_Exercise requirements_: Copy out the data below verbatim.

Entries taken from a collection
....
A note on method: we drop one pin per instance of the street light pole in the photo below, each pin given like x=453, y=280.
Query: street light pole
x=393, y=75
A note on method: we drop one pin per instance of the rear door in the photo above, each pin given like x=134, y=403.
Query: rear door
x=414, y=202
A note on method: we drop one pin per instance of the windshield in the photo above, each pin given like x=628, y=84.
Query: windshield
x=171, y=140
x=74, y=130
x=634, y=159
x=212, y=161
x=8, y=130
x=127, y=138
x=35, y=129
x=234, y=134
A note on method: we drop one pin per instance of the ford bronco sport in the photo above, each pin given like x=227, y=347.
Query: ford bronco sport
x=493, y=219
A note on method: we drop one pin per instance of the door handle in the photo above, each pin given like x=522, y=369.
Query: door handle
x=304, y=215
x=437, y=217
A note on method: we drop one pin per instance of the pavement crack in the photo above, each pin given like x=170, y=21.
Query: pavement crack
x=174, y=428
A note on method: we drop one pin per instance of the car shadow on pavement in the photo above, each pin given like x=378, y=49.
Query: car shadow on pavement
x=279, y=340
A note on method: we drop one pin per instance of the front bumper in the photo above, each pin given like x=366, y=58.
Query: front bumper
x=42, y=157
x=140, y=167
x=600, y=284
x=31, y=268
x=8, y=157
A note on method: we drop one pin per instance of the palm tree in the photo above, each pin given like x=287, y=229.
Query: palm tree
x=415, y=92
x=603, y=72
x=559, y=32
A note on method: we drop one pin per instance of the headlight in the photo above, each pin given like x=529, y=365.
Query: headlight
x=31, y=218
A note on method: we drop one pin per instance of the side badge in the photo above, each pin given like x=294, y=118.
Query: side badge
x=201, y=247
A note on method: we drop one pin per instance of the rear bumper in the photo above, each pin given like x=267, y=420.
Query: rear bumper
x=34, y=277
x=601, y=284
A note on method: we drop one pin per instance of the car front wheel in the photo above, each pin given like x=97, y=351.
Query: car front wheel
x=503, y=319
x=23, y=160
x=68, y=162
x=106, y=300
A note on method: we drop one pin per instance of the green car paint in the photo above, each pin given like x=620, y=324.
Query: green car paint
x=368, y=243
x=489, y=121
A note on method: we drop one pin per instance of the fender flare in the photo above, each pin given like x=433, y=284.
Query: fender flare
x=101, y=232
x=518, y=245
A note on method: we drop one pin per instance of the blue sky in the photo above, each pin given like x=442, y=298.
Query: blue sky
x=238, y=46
....
_Task response_:
A note on method: we drop one pin per instance of the street light pole in the photo below, each pin given like x=453, y=280.
Query: street light pole
x=393, y=75
A note on method: we drop one pin per instance of the rear door in the photo above, each pin given like x=134, y=403.
Query: rear door
x=414, y=202
A note on method: we drop one pin per instance of the windshield in the photo above, each pin given like x=628, y=84.
Query: windshield
x=171, y=140
x=74, y=130
x=634, y=159
x=212, y=161
x=8, y=130
x=127, y=138
x=35, y=129
x=234, y=134
A note on method: we drop one pin per instance of the ford bronco sport in the photo above, each pin given like x=227, y=347.
Query: ford bronco sport
x=493, y=219
A note on method: we drop one pin per instance of the door handle in the photo above, each pin given like x=522, y=369.
Query: door handle
x=304, y=215
x=437, y=217
A note on method: we drop one pin per instance of the pavement crack in the photo above, each pin given like x=170, y=21.
Query: pavement crack
x=174, y=428
A note on method: we drop one pin per instance of the car shadow on pavement in the photo above, each pin given like x=378, y=49.
Query: car shadow on pavement
x=279, y=340
A note on method: we drop one pin per instance of the front bumper in the photo above, each pin given like x=366, y=58.
Query: front bumper
x=42, y=157
x=140, y=167
x=600, y=284
x=31, y=268
x=8, y=157
A note on method: we drop one pin per instance of the palm tree in the photo above, each pin given like x=287, y=229.
Query: palm tree
x=415, y=92
x=603, y=72
x=559, y=32
A note on method: we drop one pin per instance of the headlight in the photo above, each pin given like x=529, y=365.
Query: headlight
x=31, y=218
A note on method: we drop one pin per instance of the side badge in the photo above, each pin given like x=294, y=118.
Query: side badge
x=201, y=247
A note on method: we drop one pin per instance of the rear bumper in the photo above, each pin given like x=267, y=420.
Query: rear bumper
x=34, y=277
x=601, y=284
A note on method: we drop one pin per instance of the car front wheel in the photo above, each pin given like x=97, y=351.
Query: car front wheel
x=503, y=319
x=23, y=160
x=68, y=162
x=106, y=300
A note on method: we drop one pin per instance of the green car paint in the photo above, each pin given like x=620, y=324.
Query: green car paint
x=368, y=243
x=489, y=121
A note on method: we drop one pin per instance of the fender flare in the photo above, each pin given like x=433, y=284.
Query: fender flare
x=101, y=232
x=518, y=245
A note on method: we drop one pin per instance of the blue sky in the photo above, each pin given like x=442, y=298.
Query: blue sky
x=238, y=46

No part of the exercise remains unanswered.